What you will do: Your answer must be an exact copy of the records below, with every picture left out.

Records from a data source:
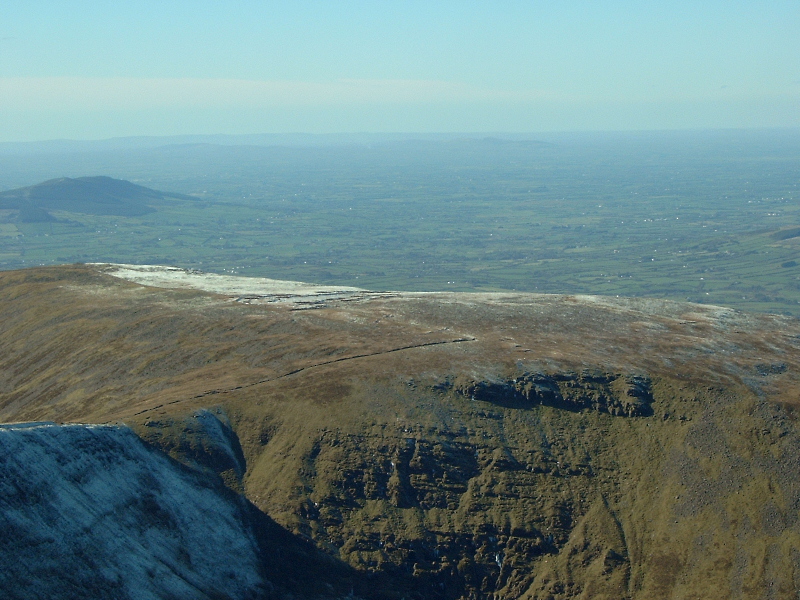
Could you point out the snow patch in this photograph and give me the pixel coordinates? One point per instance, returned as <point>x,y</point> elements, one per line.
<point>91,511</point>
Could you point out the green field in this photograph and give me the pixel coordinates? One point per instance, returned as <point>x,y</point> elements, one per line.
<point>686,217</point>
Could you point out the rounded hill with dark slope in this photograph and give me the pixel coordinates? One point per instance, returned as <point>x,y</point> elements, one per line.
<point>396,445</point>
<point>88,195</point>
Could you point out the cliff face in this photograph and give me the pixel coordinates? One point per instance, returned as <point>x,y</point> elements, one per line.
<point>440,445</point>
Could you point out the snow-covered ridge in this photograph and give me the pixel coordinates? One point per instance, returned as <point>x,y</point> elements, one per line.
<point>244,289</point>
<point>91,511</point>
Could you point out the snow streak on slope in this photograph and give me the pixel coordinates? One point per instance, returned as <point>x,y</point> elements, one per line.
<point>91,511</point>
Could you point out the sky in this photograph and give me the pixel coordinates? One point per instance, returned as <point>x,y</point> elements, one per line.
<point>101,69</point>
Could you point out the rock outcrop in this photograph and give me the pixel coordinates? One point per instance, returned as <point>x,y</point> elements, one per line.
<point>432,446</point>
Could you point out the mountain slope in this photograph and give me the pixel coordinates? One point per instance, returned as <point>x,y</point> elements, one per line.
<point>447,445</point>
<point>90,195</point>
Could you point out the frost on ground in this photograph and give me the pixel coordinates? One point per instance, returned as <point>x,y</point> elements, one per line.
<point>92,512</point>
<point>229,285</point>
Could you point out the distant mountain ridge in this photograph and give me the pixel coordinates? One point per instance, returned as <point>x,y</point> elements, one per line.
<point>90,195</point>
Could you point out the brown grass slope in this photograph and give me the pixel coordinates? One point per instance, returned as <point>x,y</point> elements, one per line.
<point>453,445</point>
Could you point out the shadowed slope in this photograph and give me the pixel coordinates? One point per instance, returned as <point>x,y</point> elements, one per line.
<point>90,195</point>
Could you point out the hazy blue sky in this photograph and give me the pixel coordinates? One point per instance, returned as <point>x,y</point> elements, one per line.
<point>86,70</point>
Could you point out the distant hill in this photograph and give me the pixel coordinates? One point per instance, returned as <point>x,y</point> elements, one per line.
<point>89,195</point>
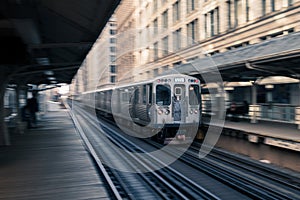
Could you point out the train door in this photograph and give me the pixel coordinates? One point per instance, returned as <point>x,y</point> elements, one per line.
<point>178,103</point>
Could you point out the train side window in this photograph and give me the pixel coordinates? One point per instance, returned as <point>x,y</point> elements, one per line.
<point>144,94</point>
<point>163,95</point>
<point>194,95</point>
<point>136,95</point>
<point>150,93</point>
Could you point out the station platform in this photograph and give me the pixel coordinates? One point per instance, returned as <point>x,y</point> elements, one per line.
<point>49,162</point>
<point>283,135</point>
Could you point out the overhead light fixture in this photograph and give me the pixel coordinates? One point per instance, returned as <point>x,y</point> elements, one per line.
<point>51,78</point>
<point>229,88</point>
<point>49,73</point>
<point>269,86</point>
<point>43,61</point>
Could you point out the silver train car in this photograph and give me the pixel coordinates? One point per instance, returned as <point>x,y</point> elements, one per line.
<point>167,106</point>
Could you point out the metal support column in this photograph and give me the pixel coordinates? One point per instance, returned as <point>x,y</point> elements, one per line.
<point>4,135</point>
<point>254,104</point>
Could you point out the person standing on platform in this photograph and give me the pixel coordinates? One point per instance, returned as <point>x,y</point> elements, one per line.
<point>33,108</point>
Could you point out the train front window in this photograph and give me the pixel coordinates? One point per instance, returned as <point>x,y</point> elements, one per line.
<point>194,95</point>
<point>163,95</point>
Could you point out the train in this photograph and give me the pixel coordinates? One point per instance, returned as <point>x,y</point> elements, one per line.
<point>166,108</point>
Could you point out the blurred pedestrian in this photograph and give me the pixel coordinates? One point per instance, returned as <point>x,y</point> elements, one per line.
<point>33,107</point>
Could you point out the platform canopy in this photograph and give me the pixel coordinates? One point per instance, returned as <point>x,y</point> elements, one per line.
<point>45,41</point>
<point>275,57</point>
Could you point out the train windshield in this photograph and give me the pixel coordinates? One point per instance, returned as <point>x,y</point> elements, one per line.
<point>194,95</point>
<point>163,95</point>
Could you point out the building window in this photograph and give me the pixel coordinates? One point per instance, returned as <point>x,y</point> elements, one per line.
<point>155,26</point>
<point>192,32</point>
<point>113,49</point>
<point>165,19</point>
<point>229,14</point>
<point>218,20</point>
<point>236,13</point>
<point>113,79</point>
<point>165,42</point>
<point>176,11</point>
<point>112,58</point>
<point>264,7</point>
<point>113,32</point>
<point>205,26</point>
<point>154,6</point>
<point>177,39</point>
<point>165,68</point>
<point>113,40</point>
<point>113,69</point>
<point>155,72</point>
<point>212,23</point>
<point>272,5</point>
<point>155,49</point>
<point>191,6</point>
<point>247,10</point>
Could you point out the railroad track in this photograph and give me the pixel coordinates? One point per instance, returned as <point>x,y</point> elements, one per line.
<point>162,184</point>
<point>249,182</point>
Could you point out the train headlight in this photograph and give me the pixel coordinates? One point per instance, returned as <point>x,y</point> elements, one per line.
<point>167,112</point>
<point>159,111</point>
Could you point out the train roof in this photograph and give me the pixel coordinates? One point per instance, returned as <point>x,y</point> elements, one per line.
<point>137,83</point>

Reply:
Could you point out the snow patch in this photograph and give me the pixel coordinates? One point per instance, returned as <point>x,y</point> elements, one per line.
<point>91,511</point>
Could you point out the green field in this photograph and give me the pixel coordinates? One point per instance, returned as <point>x,y</point> elements, one per line.
<point>686,217</point>
Could you point out the rounded hill with dark slope in this photograph and give me the pixel coordinates? One point per instance, returned as <point>x,y</point> elements, one per line.
<point>396,445</point>
<point>88,195</point>
Could you point out the cliff face in this photograph and give me the pixel coordinates? One point per instance, returned as <point>x,y</point> elements, one per line.
<point>440,445</point>
Could you point out the snow-covered ridge in this photograph and give me the pixel coordinates? One point per instance, returned as <point>x,y</point> elements, one per line.
<point>244,289</point>
<point>91,511</point>
Could you point out the snow streak on slope in this photograph and give me the pixel coordinates? One point per instance, returned as <point>x,y</point> elements, one per line.
<point>91,511</point>
Could you point out the sky in this photograph and give me the pixel coordinates? One point per instance, returned as <point>x,y</point> elements, one per line.
<point>101,69</point>
Could you point out the rock outcrop in this photograph and give me the pixel coordinates? One point per instance, returned as <point>x,y</point> elements, one per line.
<point>432,446</point>
Could you point out the mountain slope in this photograph and give me the pixel coordinates? One point per instance, returned as <point>x,y</point> elements, one per line.
<point>447,445</point>
<point>90,195</point>
Could you point out the frost on ground in this photograph and give me the pixel coordinates? One point per instance, returned as <point>x,y</point> elements, one per line.
<point>92,512</point>
<point>229,285</point>
Could you point out the distant mountain ridge in this photograph and give me the pixel coordinates? One point per instance, returned as <point>x,y</point> elements, one per line.
<point>90,195</point>
Could you point out the brown grass slope in this photograph and give me the pixel coordinates? One point per instance, returned as <point>x,y</point> elements, one per line.
<point>453,445</point>
Could you point out the shadowed slope in this photograph and give me the pixel coordinates? One point per instance, returned as <point>x,y</point> elements, one per line.
<point>90,195</point>
Could you point out the hazy blue sky in this photograph and give me the pixel coordinates? One point per instance, returned as <point>x,y</point> elements, one per line.
<point>86,70</point>
Could you point out the distant hill in this photograph and give me the pixel coordinates? One point per instance, returned as <point>x,y</point> elements, one per line.
<point>89,195</point>
Could you point out the train door in this photograph and give me the pixel coordinates? One point per instance, returned as <point>x,y</point> elements, one per line.
<point>178,103</point>
Could you point out the train side window in this photograph and give me the pixel coordinates? One point per instance, returned as <point>x,y</point> elements, one per line.
<point>144,94</point>
<point>163,95</point>
<point>194,95</point>
<point>136,95</point>
<point>150,93</point>
Could you point out the station platform in this photograph and give me the pixel coordinates? One point per instance, returned as <point>x,y</point> elements, one per line.
<point>49,162</point>
<point>283,135</point>
Could you point out the overhead light fixture in this photograph and give me the pixel coordinates? One point per instance, returned as <point>x,y</point> elements, one per line.
<point>51,78</point>
<point>229,88</point>
<point>49,73</point>
<point>269,86</point>
<point>43,61</point>
Could you point out the silver train car in this photograph and give me the pixel coordinates? One point per instance, returned as <point>x,y</point> elements, one per line.
<point>167,106</point>
Could you point out the metal support column in this photograph and give me the pixel coordinates? One point per instance, returned as <point>x,y</point> elements, one per line.
<point>4,135</point>
<point>254,104</point>
Could you point out the person standing on platform in this photograph and give me the pixel coordinates? One point per instance, returned as <point>x,y</point> elements, one per line.
<point>33,108</point>
Could you point out the train front window in this photograph and give me the pixel coordinates? One point per instance, returned as <point>x,y</point> elements, one per line.
<point>194,95</point>
<point>163,95</point>
Could you point out the train in this photograph and give me the pixel coordinates? One point per instance, returned as <point>x,y</point> elements, one per line.
<point>166,108</point>
Could you point out the blurred pedestrian in this photograph and give me the pixel coordinates? One point per instance, returned as <point>x,y</point> elements, one per line.
<point>33,107</point>
Could you point out the platform canopy in this photograph and give me the pixel coordinates? One point per instance, returned as <point>x,y</point> elements, one per line.
<point>45,41</point>
<point>275,57</point>
Could you point out the train windshield in this photograph and give me the pixel coordinates? One point per instance, returned as <point>x,y</point> elements, one per line.
<point>194,95</point>
<point>163,95</point>
Could you point out the building window in this photograph and give me the pixel coordinates? One point per instance, returned as <point>x,y</point> elements, one per line.
<point>155,26</point>
<point>192,32</point>
<point>113,49</point>
<point>165,19</point>
<point>229,14</point>
<point>218,20</point>
<point>236,13</point>
<point>113,79</point>
<point>165,42</point>
<point>176,11</point>
<point>112,58</point>
<point>264,7</point>
<point>113,32</point>
<point>205,26</point>
<point>154,6</point>
<point>177,39</point>
<point>165,68</point>
<point>113,40</point>
<point>113,69</point>
<point>155,72</point>
<point>212,23</point>
<point>272,5</point>
<point>155,49</point>
<point>191,6</point>
<point>247,10</point>
Could you point out the railroad track in this photograph and give me the pixel coordinates? One point per instance, returned as <point>x,y</point> elements, one per line.
<point>162,184</point>
<point>249,182</point>
Could you point out the train headlight in this photograph and give me the pixel coordinates? One point per instance, returned as <point>x,y</point> elements, one per line.
<point>167,112</point>
<point>159,111</point>
Could you point out the train roof in this photograph and give me the pixel coordinates? One point per instance, returned as <point>x,y</point> elements, one per line.
<point>137,83</point>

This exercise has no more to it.